### [TASK DESCRIPTION]
Gather every line below that contains the string "flower" and copy each of those lines out.

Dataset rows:
----------

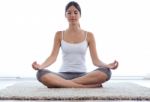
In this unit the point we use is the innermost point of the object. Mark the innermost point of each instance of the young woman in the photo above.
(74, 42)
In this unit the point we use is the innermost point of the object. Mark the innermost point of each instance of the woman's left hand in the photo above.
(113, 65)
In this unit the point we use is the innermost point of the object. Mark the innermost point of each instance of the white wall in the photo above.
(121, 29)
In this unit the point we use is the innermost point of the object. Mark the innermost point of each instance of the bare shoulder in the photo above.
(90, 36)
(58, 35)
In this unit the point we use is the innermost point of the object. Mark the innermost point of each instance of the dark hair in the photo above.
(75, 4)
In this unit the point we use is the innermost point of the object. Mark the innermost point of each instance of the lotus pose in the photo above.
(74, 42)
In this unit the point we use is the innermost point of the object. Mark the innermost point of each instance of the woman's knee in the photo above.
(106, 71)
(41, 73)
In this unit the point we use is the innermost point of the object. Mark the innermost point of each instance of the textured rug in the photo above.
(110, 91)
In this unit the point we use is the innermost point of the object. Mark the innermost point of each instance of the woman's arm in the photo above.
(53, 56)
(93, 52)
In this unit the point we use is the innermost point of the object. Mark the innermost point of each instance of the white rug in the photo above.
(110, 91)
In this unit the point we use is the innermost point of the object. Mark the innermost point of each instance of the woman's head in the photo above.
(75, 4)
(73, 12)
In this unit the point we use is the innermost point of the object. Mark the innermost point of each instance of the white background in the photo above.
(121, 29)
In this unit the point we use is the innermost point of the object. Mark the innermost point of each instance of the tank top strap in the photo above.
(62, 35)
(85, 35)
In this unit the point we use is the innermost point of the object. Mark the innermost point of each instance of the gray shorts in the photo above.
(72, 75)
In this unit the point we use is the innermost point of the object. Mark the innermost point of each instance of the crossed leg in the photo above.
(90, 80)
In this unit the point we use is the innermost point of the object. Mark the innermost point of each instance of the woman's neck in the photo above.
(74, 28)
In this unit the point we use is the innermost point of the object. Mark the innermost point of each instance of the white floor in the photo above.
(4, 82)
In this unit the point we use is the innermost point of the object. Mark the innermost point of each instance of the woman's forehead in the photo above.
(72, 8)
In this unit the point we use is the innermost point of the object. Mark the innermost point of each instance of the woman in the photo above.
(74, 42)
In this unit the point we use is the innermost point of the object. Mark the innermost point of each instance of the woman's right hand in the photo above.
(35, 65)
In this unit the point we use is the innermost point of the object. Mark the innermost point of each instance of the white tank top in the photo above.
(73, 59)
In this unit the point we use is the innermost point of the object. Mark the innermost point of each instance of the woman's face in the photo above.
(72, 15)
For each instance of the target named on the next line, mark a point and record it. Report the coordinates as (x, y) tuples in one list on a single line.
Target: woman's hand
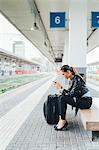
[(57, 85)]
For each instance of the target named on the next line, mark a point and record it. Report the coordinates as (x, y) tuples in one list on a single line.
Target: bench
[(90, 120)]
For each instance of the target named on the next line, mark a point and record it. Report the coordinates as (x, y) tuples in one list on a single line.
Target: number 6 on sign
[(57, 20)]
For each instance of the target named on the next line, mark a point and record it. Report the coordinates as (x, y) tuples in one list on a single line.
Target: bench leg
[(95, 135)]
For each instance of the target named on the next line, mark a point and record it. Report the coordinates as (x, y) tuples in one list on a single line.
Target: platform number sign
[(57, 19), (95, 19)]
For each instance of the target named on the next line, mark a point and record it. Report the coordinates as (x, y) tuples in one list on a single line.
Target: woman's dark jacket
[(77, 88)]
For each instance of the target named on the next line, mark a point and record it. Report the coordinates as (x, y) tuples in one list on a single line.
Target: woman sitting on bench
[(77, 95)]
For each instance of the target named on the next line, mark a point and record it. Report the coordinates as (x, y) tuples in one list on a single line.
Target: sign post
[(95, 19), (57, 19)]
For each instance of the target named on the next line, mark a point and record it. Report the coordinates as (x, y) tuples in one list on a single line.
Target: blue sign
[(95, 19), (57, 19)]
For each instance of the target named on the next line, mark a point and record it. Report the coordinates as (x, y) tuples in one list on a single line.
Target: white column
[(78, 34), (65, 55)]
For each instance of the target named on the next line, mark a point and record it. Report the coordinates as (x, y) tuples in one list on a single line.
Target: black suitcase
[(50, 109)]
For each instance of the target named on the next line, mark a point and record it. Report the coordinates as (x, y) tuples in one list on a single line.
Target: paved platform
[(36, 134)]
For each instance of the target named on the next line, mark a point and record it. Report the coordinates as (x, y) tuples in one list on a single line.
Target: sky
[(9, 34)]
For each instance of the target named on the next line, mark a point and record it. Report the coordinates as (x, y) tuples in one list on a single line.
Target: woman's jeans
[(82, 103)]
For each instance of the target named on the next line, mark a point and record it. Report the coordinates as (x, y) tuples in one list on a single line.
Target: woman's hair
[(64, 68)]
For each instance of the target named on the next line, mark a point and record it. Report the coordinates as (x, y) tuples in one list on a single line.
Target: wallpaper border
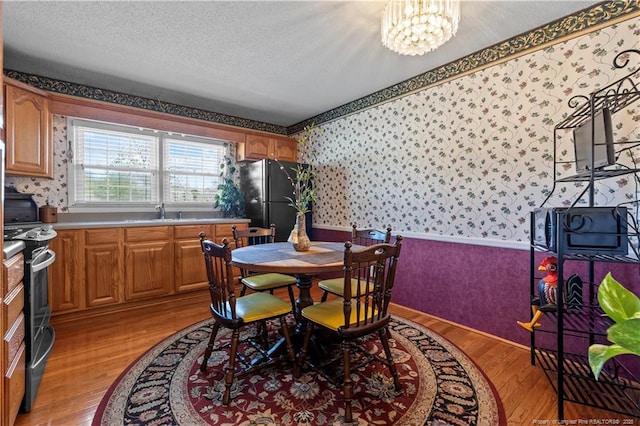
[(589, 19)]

----------

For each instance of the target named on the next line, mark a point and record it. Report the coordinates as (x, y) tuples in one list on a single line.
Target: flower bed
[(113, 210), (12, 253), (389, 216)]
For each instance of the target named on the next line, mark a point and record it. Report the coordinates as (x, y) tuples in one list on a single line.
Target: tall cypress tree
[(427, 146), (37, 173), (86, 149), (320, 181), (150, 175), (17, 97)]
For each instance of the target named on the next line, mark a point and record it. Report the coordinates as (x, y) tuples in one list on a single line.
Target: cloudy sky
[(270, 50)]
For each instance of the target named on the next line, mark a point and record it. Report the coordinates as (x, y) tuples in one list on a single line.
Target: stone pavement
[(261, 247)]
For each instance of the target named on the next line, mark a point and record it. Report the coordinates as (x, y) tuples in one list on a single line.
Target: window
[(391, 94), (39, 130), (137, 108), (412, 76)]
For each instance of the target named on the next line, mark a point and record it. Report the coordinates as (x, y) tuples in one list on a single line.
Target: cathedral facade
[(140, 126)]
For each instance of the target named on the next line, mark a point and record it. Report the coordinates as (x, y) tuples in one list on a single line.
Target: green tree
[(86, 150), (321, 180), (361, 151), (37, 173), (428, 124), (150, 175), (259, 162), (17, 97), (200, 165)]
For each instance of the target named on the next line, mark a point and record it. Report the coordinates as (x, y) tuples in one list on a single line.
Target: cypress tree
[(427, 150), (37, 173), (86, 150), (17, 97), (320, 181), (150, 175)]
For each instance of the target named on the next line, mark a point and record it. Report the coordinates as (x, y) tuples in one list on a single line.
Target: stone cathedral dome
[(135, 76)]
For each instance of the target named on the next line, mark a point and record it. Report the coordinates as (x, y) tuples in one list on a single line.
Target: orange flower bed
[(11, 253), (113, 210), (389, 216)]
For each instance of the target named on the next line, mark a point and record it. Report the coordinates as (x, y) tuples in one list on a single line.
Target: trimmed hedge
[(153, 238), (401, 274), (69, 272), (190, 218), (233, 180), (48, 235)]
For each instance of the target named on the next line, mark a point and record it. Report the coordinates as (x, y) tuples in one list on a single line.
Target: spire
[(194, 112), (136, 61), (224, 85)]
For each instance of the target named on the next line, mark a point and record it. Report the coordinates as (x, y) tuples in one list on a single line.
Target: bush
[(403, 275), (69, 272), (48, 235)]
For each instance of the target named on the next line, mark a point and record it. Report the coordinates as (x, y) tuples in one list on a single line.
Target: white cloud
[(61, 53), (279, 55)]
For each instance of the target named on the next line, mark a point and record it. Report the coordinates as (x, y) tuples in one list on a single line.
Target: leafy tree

----------

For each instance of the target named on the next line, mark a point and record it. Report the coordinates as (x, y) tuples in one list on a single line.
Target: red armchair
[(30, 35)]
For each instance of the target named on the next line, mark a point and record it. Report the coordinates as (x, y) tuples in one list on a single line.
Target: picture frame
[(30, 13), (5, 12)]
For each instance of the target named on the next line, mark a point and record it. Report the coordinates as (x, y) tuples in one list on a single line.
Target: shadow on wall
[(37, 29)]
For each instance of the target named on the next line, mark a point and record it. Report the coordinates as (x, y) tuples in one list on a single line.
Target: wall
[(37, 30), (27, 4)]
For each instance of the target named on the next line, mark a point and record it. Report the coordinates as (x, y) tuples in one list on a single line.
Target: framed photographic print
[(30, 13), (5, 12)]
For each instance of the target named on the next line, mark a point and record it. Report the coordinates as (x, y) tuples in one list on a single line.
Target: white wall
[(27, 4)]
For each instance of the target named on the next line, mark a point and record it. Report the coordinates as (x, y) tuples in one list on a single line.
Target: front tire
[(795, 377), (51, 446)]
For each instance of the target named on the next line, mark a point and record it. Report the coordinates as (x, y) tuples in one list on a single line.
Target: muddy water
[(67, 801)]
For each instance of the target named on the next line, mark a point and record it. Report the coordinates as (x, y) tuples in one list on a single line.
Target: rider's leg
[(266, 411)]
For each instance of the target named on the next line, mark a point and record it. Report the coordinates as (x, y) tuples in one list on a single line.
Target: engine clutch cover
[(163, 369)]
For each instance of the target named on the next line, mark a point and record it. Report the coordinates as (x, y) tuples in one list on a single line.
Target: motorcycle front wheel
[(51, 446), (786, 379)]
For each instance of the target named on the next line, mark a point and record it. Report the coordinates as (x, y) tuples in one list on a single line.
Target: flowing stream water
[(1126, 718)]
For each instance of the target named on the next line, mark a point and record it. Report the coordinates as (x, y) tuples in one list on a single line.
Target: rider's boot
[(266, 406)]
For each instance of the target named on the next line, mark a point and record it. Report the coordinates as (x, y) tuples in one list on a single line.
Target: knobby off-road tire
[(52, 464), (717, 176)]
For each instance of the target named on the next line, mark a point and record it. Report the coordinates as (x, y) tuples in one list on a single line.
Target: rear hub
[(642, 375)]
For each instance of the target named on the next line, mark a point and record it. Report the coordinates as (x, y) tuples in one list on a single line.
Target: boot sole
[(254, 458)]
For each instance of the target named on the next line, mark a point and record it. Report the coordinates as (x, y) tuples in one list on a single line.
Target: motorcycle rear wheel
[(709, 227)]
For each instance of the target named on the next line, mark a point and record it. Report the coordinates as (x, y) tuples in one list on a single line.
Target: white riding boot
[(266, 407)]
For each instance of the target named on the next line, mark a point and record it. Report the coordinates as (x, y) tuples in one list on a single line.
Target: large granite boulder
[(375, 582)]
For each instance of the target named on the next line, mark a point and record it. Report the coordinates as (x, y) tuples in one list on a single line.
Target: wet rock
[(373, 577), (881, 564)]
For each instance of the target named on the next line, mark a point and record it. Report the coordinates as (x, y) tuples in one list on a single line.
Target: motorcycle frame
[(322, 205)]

----------

### [THE COMPLETED TASK]
Target: flower bed
Target: orange flower bed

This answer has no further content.